- _EXERCISE DETAILS_: The records below need to be repeated exactly, though not their pictures.

++++ INPUT RECORDS

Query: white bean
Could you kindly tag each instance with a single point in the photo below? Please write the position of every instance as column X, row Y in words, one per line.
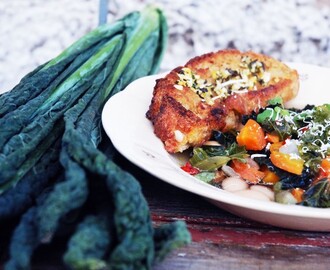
column 234, row 184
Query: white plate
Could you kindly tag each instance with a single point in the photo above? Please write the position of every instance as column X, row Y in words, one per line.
column 132, row 134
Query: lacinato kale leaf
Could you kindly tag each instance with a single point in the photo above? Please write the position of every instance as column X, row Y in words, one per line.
column 318, row 195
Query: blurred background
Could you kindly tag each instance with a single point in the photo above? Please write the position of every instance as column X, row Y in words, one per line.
column 34, row 31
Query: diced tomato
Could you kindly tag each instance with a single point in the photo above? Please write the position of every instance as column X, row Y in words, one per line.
column 270, row 177
column 190, row 169
column 298, row 194
column 272, row 138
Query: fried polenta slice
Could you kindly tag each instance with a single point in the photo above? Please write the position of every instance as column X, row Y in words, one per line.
column 212, row 92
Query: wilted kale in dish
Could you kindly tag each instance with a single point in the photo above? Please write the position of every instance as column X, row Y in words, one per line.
column 318, row 195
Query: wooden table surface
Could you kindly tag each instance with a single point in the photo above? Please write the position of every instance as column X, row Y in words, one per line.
column 220, row 240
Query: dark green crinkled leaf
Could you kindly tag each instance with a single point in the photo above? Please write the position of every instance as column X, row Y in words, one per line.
column 318, row 195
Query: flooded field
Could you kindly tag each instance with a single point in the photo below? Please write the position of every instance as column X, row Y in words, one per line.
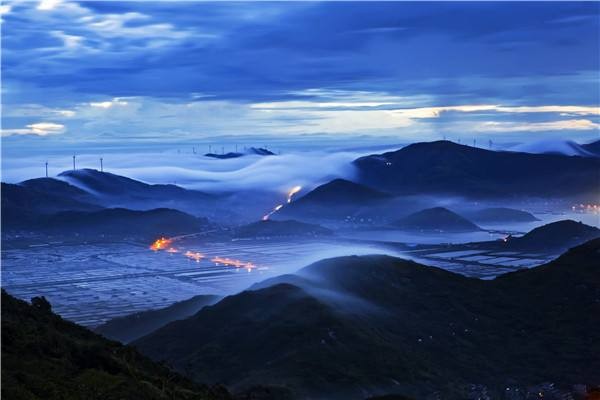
column 90, row 283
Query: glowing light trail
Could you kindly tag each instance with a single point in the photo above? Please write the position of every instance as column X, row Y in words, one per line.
column 278, row 207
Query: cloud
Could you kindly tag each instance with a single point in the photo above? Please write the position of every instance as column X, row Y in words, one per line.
column 108, row 104
column 572, row 124
column 39, row 129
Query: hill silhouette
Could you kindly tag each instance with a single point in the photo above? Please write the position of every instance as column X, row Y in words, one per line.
column 354, row 327
column 436, row 219
column 444, row 167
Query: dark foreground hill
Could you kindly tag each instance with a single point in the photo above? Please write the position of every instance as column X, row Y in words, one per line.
column 46, row 357
column 289, row 228
column 23, row 204
column 133, row 326
column 444, row 167
column 120, row 222
column 333, row 199
column 555, row 236
column 438, row 219
column 354, row 327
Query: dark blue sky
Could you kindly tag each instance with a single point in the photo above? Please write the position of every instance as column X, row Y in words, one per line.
column 117, row 71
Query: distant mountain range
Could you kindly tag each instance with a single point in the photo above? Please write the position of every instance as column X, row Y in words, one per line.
column 354, row 327
column 22, row 204
column 112, row 190
column 556, row 236
column 133, row 326
column 120, row 221
column 84, row 193
column 251, row 150
column 445, row 167
column 274, row 229
column 499, row 215
column 563, row 147
column 333, row 199
column 437, row 219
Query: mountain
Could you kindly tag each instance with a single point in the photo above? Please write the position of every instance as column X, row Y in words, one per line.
column 270, row 228
column 500, row 215
column 224, row 156
column 444, row 167
column 112, row 190
column 130, row 327
column 52, row 186
column 23, row 204
column 333, row 199
column 121, row 221
column 555, row 236
column 354, row 327
column 46, row 357
column 252, row 150
column 563, row 147
column 436, row 219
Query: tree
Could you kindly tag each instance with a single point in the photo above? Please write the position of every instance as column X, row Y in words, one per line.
column 41, row 303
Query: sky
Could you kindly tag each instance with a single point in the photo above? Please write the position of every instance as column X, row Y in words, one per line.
column 117, row 74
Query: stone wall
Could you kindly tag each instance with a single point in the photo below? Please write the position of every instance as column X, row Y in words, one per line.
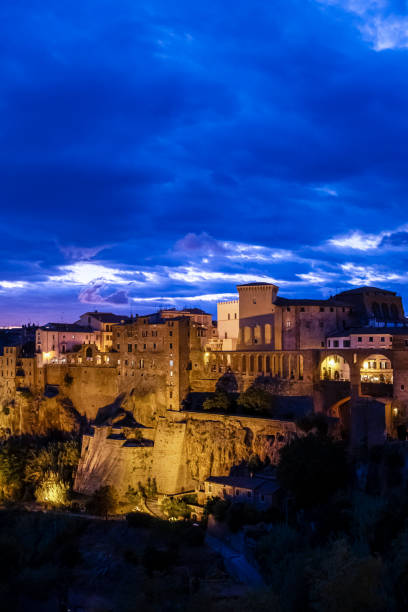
column 111, row 459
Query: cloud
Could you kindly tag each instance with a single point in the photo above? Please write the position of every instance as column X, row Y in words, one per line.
column 92, row 295
column 356, row 240
column 379, row 21
column 201, row 244
column 80, row 253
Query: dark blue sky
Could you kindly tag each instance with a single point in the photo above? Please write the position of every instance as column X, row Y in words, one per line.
column 162, row 152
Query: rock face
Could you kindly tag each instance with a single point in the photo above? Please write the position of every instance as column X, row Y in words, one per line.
column 108, row 457
column 37, row 414
column 180, row 452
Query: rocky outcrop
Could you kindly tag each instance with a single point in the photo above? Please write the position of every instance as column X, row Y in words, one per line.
column 26, row 413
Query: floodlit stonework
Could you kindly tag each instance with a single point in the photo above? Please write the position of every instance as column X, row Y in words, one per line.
column 338, row 356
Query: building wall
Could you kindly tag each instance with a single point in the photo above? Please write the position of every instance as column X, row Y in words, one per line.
column 228, row 320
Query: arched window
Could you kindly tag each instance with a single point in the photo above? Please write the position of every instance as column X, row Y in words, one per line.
column 376, row 310
column 386, row 314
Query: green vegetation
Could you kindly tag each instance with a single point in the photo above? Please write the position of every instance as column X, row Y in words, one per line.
column 175, row 508
column 103, row 502
column 256, row 400
column 30, row 467
column 312, row 468
column 68, row 379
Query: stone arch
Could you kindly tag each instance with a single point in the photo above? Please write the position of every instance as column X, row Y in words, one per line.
column 334, row 367
column 394, row 312
column 268, row 333
column 376, row 368
column 285, row 366
column 258, row 334
column 376, row 310
column 247, row 334
column 385, row 311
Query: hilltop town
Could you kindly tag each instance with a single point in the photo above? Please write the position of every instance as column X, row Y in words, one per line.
column 138, row 388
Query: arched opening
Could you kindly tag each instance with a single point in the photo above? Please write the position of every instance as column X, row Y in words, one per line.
column 386, row 313
column 394, row 312
column 376, row 369
column 376, row 310
column 257, row 334
column 334, row 367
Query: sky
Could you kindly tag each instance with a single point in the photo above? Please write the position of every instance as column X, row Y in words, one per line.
column 160, row 153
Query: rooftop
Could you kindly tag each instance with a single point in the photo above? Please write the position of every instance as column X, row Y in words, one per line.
column 366, row 289
column 68, row 327
column 106, row 317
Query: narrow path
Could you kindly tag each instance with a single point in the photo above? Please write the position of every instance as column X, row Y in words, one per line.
column 235, row 563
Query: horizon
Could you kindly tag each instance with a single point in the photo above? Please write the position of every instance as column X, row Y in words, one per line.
column 159, row 155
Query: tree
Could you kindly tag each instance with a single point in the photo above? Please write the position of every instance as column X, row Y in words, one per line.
column 312, row 468
column 103, row 502
column 220, row 400
column 175, row 508
column 256, row 400
column 52, row 490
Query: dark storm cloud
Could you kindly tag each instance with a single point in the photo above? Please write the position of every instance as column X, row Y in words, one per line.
column 181, row 146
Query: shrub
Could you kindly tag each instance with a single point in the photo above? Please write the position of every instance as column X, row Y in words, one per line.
column 312, row 468
column 68, row 379
column 52, row 490
column 256, row 400
column 103, row 502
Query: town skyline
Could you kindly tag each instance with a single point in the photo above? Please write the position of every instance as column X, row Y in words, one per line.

++++++++

- _ANSWER BOX_:
Query: white bean
Could you kindly tag each instance with a single point in the photo below? Please write the position of every instance as column X, row Y in words, one per line.
column 234, row 184
Query: white plate
Could you kindly tag each instance with a single point in the photo above? Please write the position of every instance as column X, row Y in words, one per line.
column 132, row 134
Query: lacinato kale leaf
Could you kindly tag each instance with a single point in the photo above? Please write the position of every instance as column X, row Y in words, one per line.
column 318, row 195
Query: blurred background
Could you kindly tag each instance with a single point in the photo above? Please write the position of every instance as column X, row Y in words, one per line.
column 34, row 31
Query: diced tomato
Could you kindly tag each instance with a single point in the photo above? Please write the position of every instance as column X, row Y in words, one per line.
column 270, row 177
column 190, row 169
column 298, row 194
column 272, row 138
Query: fried polenta slice
Could you kindly tag each instance with a single point in the photo above? Please write the position of every instance as column X, row Y in words, one per line.
column 212, row 92
Query: wilted kale in dish
Could you kindly tag each instance with a single point in the photo above? Please write the position of every instance as column X, row Y in words, one per line.
column 318, row 195
Query: wooden table surface
Could you kindly tag each instance with a single point in the photo above? Please write the position of every instance as column X, row Y in words, one per line.
column 220, row 240
Query: dark green crinkled leaf
Could you kindly tag each instance with a single point in the photo above? Please write the position of every instance as column X, row Y in words, one per line.
column 318, row 195
Query: flooded field
Could you kindly tag each instance with a single point in the photo below? Please write the position of every instance as column X, row Y in words, one per line.
column 90, row 283
Query: glowing light trail
Could you kindly tag each instance with a single point in the photo above? Please write the position of every instance as column X, row Y in words, one per line.
column 278, row 207
Query: cloud
Could you kindly tag each instance with a single point in the photo above? Please write the position of every instance as column X, row Y in words, one per line.
column 108, row 104
column 572, row 124
column 39, row 129
Query: hill silhouette
Could you kindly tag each instance with a single point in the photo above? Please write the position of every instance as column X, row Y in words, one per line.
column 354, row 327
column 436, row 219
column 444, row 167
Query: dark foreground hill
Could you kindly tag each instance with a single point in the photo above? Please write the position of every instance as column X, row Y in words, one per line.
column 46, row 357
column 289, row 228
column 23, row 204
column 133, row 326
column 444, row 167
column 120, row 222
column 333, row 199
column 555, row 236
column 438, row 219
column 354, row 327
Query: dark blue sky
Could you kindly tag each instance with a single point in the photo above? Please write the position of every instance as column X, row Y in words, one per line.
column 117, row 71
Query: distant mountain range
Could you kindly tag each instance with a single point in the photo above? Please write the position of every instance as column X, row Y in words, one per line.
column 354, row 327
column 22, row 204
column 112, row 190
column 556, row 236
column 133, row 326
column 120, row 221
column 84, row 193
column 251, row 150
column 445, row 167
column 274, row 229
column 499, row 215
column 563, row 147
column 333, row 199
column 437, row 219
Query: mountain
Could you kindly tag each instance with a single point in the photo above? Please write the position of every instance as column X, row Y in words, one per line.
column 270, row 228
column 500, row 215
column 224, row 156
column 444, row 167
column 112, row 190
column 130, row 327
column 52, row 186
column 23, row 204
column 333, row 199
column 121, row 221
column 555, row 236
column 354, row 327
column 46, row 357
column 252, row 150
column 563, row 147
column 436, row 219
Query: tree
Could you kindly tag each instance with a single point in the photo above? Please write the position of every instance as column X, row Y in words, one per line.
column 41, row 303
Query: sky
Could you kindly tag each instance with a single point in the photo above? Please write the position of every instance as column X, row Y in words, one per line.
column 117, row 74
Query: stone wall
Could you kindly tag each instance with a single point in the photo below? Please write the position of every instance as column X, row Y in words, one per line.
column 111, row 459
Query: cloud
Could you kindly tag each instance with a single point in the photo above? Please write the position of every instance as column X, row Y in words, one per line.
column 92, row 295
column 356, row 240
column 379, row 21
column 201, row 244
column 80, row 253
Query: dark blue sky
Could you kindly tag each instance with a single point in the photo above? Please write the position of every instance as column X, row Y in words, one per line.
column 162, row 152
Query: rock face
Could you kindly tag each instance with a single point in the photo above? Please write the position of every instance as column X, row Y in words, one per line.
column 108, row 457
column 37, row 414
column 180, row 452
Query: rocky outcrop
Could you kindly tag each instance with a single point in the photo above? Please write the position of every instance as column X, row Y in words, one per line.
column 26, row 413
Query: floodlit stonework
Could you kindly tag each instance with a single point in the photo above? Please write the position of every instance as column X, row Y in words, one per line.
column 338, row 356
Query: building wall
Could you kindly tag each instance with a single point in the photo above? Please write the position of every instance as column X, row Y in words, one per line.
column 228, row 320
Query: arched window
Could you kindly tag each instance with a single point in the photo above? Please write the position of every instance as column X, row Y in words, one per line.
column 376, row 310
column 386, row 314
Query: green vegetation
Could you kindly tag each instance with a single point in the photo above? Please write the position of every instance as column X, row Y in words, one per line.
column 175, row 508
column 103, row 502
column 256, row 400
column 30, row 467
column 312, row 468
column 68, row 379
Query: stone arch
Could you kindly tag each instance with a single point in the photo above? Please write the position of every instance as column X, row Y in words, one per line.
column 334, row 367
column 394, row 312
column 268, row 333
column 376, row 368
column 285, row 366
column 258, row 334
column 376, row 310
column 247, row 334
column 385, row 311
Query: hilltop town
Could you kindly tag each instance with a single point in the photo above? Please write the position of every instance as column X, row Y in words, one per line.
column 138, row 388
Query: arched opening
Could you kindly tag each instance with a single point in the photo above? Please write the position of every instance as column X, row Y in words, one per line.
column 386, row 313
column 394, row 312
column 376, row 369
column 376, row 310
column 257, row 334
column 334, row 367
Query: sky
Could you kindly tag each instance with a single point in the photo above? Please write the position of every instance as column X, row Y in words, one per line.
column 160, row 153
Query: rooftop
Could you kindly tag each instance with a single point in the photo above? Please write the position of every instance as column X, row Y in words, one per line.
column 366, row 289
column 68, row 327
column 106, row 317
Query: narrow path
Could you kindly tag each instance with a single point in the photo above? Please write the position of every instance as column X, row Y in words, one per line.
column 235, row 563
Query: horizon
Could you kindly tag each instance with a single point in the photo above? Please write the position of every instance as column X, row Y in words, one per line.
column 159, row 155
Query: tree
Could you kindly tag each instance with a single point in the photo above? Please write the position of every instance as column X, row Y in words, one per line.
column 312, row 468
column 103, row 502
column 220, row 400
column 175, row 508
column 256, row 400
column 52, row 490
Query: dark storm cloud
Could you kindly tag each instance with a single point in the photo above? Please write the position of every instance as column X, row Y in words, one per line.
column 181, row 146
Query: shrub
Could you kindly tag each instance with a single point in the photo above? Please write the position of every instance as column X, row Y in words, one per line.
column 312, row 468
column 68, row 379
column 52, row 490
column 256, row 400
column 103, row 502
Query: town skyline
Could you kindly tag each instance with a single point in the photo above? Please write the position of every instance as column X, row Y in words, one per line.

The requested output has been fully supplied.